- **Metin bölümü**
+ + +

İnternet Aşığı-Ozanı.
Y Kuşağından...
:)
Bu toprakların acısı sızısı daha doğrusu insanın insana yaptığının haddi hesabı yok. İnternet edebiyatı piyasaya çıkalıberi, her türlü görüşten, her türlü acının dününden bugünden haberdar oldum. Ekseri sitelerde, forumlarda yaşanan tartışmalardan da ülkemizin kısa tarihini okuduk aslında. 2002 lerden beri internet edebiyatındayım. Ergenliğe girdik mi 18 yıl olmuş.. Yaş 38, neredeyse yarısı..

+ + +

- **Sağlanan veriler**
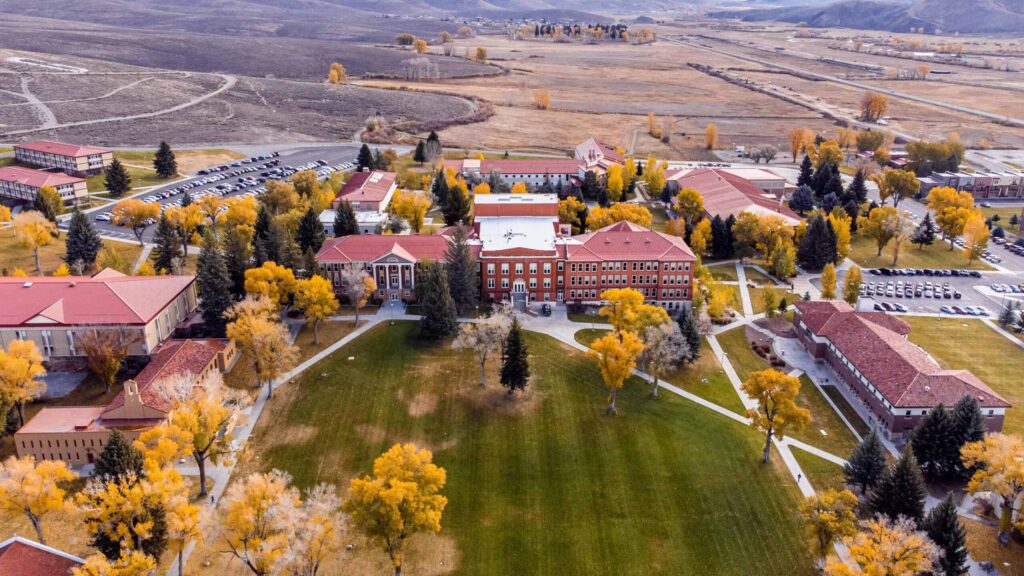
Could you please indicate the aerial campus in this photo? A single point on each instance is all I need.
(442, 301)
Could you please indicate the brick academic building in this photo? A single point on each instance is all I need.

+ + +

- **Görev listesi**
(a) Lütfen metin bölümünden "Bu toprakların acısı" sözlerinden başlayarak "38, neredeyse yarısı.." sözlerine kadar, bu sözler de dahil olmak üzere, ilgili kısmı aynen çıkarın.
(b) Metin bölümüne göre aşağıdaki soruları yanıtlayın.
(i) Yazar hangi yıllardan beri internet edebiyatının içinde?
(ii) Yazar kaç yaşında?
(iii) Ülkenin kısa tarihi nerede yaşanan tartışmalardan okunmuş?

- **Çözülen görevler**
(a)
Bu toprakların acısı sızısı daha doğrusu insanın insana yaptığının haddi hesabı yok. İnternet edebiyatı piyasaya çıkalıberi, her türlü görüşten, her türlü acının dününden bugünden haberdar oldum. Ekseri sitelerde, forumlarda yaşanan tartışmalardan da ülkemizin kısa tarihini okuduk aslında. 2002 lerden beri internet edebiyatındayım. Ergenliğe girdik mi 18 yıl olmuş.. Yaş 38, neredeyse yarısı..

(b)
(i) 2002'lerden beri.
(ii) 38 yaşında.
(iii) Ekseri sitelerde ve forumlarda yaşanan tartışmalardan.